*** Opening MATERIAL PROVIDED ***
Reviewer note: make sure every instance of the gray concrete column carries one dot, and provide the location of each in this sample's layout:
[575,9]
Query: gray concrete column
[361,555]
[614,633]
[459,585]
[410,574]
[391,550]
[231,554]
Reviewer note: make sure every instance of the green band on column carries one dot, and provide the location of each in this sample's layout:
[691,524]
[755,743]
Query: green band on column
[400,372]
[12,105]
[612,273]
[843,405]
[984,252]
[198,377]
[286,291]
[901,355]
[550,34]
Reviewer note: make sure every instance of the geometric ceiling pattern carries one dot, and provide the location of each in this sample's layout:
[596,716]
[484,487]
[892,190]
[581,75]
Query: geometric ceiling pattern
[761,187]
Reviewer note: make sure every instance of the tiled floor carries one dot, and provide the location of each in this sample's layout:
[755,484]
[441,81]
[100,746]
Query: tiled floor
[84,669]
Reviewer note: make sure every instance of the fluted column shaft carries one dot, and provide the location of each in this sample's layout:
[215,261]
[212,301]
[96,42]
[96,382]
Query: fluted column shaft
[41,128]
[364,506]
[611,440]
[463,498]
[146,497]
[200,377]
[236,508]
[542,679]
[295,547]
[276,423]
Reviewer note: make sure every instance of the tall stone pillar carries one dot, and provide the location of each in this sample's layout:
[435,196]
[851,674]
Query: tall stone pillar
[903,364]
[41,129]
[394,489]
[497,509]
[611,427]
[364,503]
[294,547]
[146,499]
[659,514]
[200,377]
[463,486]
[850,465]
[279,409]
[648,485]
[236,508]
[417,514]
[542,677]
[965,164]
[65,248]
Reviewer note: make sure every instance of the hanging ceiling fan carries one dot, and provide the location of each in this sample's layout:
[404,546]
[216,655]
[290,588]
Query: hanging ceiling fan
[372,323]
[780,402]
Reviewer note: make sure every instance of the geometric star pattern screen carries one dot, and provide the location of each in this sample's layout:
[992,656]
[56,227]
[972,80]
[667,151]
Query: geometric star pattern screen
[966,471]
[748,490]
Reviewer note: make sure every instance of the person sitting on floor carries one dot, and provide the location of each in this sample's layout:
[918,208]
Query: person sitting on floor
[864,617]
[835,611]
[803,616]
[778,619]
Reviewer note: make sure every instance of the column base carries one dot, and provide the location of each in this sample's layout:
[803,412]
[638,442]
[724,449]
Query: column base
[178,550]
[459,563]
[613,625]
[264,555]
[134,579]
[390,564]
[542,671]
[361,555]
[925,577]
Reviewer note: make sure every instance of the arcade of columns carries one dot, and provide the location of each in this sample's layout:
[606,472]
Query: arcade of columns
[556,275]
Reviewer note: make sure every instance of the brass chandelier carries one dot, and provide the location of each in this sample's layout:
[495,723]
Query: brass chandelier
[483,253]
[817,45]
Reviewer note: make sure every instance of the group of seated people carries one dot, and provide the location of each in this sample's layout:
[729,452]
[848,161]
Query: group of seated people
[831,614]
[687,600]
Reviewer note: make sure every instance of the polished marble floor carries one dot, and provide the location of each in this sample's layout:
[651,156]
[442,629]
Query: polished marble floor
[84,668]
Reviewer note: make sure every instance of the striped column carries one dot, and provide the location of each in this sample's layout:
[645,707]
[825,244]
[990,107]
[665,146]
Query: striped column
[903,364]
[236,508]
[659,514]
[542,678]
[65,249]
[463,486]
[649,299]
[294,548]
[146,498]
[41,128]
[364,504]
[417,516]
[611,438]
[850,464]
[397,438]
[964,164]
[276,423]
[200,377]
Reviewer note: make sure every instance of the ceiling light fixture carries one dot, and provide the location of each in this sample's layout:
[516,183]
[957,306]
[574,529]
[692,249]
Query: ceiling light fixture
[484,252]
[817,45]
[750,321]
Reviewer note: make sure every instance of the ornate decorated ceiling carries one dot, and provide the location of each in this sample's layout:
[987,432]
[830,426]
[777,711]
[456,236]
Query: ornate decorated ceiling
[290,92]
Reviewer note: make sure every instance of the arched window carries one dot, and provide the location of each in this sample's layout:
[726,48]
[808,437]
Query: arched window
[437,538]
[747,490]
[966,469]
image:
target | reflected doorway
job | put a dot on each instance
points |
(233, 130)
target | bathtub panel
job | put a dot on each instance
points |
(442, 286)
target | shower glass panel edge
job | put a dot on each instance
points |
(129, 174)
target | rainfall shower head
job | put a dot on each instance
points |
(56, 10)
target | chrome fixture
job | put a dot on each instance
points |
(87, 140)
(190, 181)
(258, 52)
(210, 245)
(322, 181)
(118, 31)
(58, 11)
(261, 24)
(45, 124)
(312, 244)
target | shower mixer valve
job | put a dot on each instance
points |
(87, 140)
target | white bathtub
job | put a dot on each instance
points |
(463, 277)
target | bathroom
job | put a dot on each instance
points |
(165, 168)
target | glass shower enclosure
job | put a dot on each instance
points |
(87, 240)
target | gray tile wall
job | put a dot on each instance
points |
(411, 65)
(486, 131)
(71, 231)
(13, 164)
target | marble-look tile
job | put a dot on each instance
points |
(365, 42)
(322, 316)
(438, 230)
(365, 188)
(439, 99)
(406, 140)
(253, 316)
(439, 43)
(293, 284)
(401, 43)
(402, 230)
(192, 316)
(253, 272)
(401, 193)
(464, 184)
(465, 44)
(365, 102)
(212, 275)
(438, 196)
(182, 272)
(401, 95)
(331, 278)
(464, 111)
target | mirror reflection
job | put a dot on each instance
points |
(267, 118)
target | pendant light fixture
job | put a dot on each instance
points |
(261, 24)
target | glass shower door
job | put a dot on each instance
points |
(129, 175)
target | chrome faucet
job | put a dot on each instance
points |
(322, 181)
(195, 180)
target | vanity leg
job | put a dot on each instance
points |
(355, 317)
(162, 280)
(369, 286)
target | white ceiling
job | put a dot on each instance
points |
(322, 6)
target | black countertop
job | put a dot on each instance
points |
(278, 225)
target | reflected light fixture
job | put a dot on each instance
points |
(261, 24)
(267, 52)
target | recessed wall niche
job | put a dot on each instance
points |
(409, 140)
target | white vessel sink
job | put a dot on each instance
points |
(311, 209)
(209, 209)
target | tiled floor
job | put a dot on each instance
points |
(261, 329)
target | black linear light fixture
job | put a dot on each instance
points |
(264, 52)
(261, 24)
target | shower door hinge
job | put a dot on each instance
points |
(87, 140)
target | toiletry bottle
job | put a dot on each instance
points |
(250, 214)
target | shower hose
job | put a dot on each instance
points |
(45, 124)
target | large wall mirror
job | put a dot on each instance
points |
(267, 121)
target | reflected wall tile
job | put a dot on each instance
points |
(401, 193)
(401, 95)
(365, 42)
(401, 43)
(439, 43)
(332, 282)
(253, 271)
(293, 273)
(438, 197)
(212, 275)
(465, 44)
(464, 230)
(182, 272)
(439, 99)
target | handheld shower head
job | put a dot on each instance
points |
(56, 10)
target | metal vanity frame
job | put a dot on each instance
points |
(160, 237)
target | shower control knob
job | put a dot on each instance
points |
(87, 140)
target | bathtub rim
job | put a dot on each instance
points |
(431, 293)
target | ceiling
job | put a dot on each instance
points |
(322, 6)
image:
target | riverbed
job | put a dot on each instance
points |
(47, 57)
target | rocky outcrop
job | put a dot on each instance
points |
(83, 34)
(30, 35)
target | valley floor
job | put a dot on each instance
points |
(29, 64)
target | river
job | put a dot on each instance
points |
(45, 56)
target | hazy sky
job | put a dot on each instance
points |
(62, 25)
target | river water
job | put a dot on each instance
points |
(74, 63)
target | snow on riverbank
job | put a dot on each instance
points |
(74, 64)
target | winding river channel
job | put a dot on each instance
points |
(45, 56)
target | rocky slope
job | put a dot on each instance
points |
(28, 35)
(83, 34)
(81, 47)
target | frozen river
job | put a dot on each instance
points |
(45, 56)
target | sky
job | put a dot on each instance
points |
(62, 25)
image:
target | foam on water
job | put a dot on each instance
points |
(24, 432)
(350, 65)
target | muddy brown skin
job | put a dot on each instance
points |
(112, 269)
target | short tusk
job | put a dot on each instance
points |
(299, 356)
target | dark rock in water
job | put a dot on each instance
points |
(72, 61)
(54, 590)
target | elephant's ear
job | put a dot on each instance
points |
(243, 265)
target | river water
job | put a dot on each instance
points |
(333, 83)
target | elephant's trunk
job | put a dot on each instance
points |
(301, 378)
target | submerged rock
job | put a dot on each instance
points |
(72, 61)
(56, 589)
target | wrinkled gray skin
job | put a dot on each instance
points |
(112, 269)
*** Closing MATERIAL PROVIDED ***
Set down again, word for word, the stretch of records from the line with "target | mirror reflection" to the line with "target | vanity leg", both of those lines included.

WRITTEN RESPONSE →
target | mirror reflection
job | put a dot on each instance
points |
(267, 118)
target | pendant light fixture
job | put a dot on each instance
points |
(261, 24)
target | glass shower door
job | put a dot on each instance
points |
(129, 175)
target | chrome faucet
job | put a dot on each instance
points |
(322, 181)
(195, 180)
target | vanity leg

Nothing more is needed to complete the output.